**DOCUMENT EXCERPT**

But the same downsizing that has sharply pared union membership has also created new receptiveness for union organizers among surviving employees who find themselves overworked and stressed out. Labor productivity, which measures the hourly output of workers, grew a robust 3.2% last year, the best showing since 1964, while paychecks got smaller. In inflation-adjusted dollars, average weekly wages have fallen from $272 10 years ago to $254 today. Adding insult to injury, the gap between executive compensation and ordinary pay has been rapidly widening. According to compensation expert Graef Crystal, the earnings of chief executive officers of major corporations have zoomed from 33 times the average income of U.S. workers two decades ago to 157 times the average today. (Japanese and German CEOs typically earn no more than 25 times what the average worker makes.)

Yet unions have been unable to tap into the unrest that now roils the American workplace. Organizers seem stymied at every level of job: while hamburger flippers and sales clerks come and go too quickly to provide a stable base for membership, professionals such as bankers, lawyers, geologists and engineers feel little kinship with a labor movement rooted in blue-collar traditions. All that has left unions running in place. Organizers for the Food and Commercial Workers International Union, which represents grocery checkers and other clerks, signed up 500,000 new members over the past five years only to see the net increase dwindle to 30,000 as a result of layoffs, attrition and automation.

The very nature of high-tech industries also hampers organizing efforts. Many software designers or biotechnical engineers work for small start-up companies that unions find difficult and expensive to penetrate. Among larger firms like Ap ple Computer, which has no production unions, workers are often part of flex ible teams that change tasks from month to month and work closely with management. That creates a sense of empowerment that can leave unions with little role to play. "Labor's mentality is manifestly tied to the old workplace," says David Hale, chief economist for Chicago-based Kemper Securities. "The new industries in the U.S. are evolving so rapidly that there is no stable craft pattern for a union to represent."

**ENTRIES SUPPLIED**
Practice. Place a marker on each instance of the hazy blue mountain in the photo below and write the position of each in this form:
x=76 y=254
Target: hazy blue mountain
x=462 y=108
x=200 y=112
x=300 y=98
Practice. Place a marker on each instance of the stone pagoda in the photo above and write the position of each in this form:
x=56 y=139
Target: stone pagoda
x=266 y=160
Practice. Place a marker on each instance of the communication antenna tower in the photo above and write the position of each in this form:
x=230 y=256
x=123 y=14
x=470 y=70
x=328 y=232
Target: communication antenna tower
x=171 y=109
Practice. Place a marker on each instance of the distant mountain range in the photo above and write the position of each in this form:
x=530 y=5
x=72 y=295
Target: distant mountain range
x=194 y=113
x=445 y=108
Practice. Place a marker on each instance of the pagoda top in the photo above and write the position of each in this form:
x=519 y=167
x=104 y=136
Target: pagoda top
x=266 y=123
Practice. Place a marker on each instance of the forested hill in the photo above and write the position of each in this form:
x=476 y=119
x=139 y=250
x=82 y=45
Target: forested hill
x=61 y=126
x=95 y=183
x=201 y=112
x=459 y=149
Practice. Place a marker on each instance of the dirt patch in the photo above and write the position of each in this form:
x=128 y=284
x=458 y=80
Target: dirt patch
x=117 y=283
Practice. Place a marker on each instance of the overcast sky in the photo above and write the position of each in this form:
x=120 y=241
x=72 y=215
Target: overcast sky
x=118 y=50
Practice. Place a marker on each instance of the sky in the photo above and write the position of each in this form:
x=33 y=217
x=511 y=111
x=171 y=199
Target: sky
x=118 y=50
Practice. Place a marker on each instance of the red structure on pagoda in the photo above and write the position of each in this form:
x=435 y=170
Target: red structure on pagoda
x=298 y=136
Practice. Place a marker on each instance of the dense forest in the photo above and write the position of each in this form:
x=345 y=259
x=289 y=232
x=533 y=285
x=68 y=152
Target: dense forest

**EXERCISE**
Resume the passage on American labor unions and workplace organizing, starting right after its last sentence.

**ANSWER SPACE**
Not surprisingly, labor has scored its biggest gains in recent years in work places untroubled by foreign competition. While government employees were virtually non-union in 1946, 37% of the country's 6.6 million public workers are card-carrying members today. "You don't import your government from Hong Kong, do you?" says Daniel Mitchell, a labor expert at UCLA. Among private- sector unions, the Service Employees' International, whose membership includes janitors and hospital orderlies, has grown from 625,000 in 1980 to more than 1 million. While that growth reflects intensive union efforts, organizer Andy Stern also credits the increases to the fact that the jobs "can't be moved offshore."

Labor experts say unions now have their best chance in years to score broader gains. Paula Voos, who teaches industrial relations at the University of Wisconsin, cites recent polls showing that up to 40% of nonunion workers say union representation would improve their lot. "It's not a majority, certainly, but it still represents millions of workers," Voos says. Dawn Kowalski, a machine operator at a Pilot Industries auto-parts plant in Dexter, Michigan, is one of them. Hoping to win higher wages and better conditions, she plans to vote to join the United Auto Workers at an in-plant election this week. Like many other parts suppliers, Pilot has never had a union. "We're standing up and fighting back," Kowalski says.

The biggest challenge for labor in the next few years will be to organize professionals and other white-collar workers in growing industries. "Union leaders clearly have failed to think strategically about the long term," says Steven Currall, assistant professor at Rice University's Jesse H. Jones Graduate School of Administration. "They need to recruit lawyers and MBAs who can more easily tap into the professional ranks. You've got to have a white collar to organize white collar." Without such innovative strategies for gaining new members, labor's victory at American Airlines could prove to be little more than an isolated incident.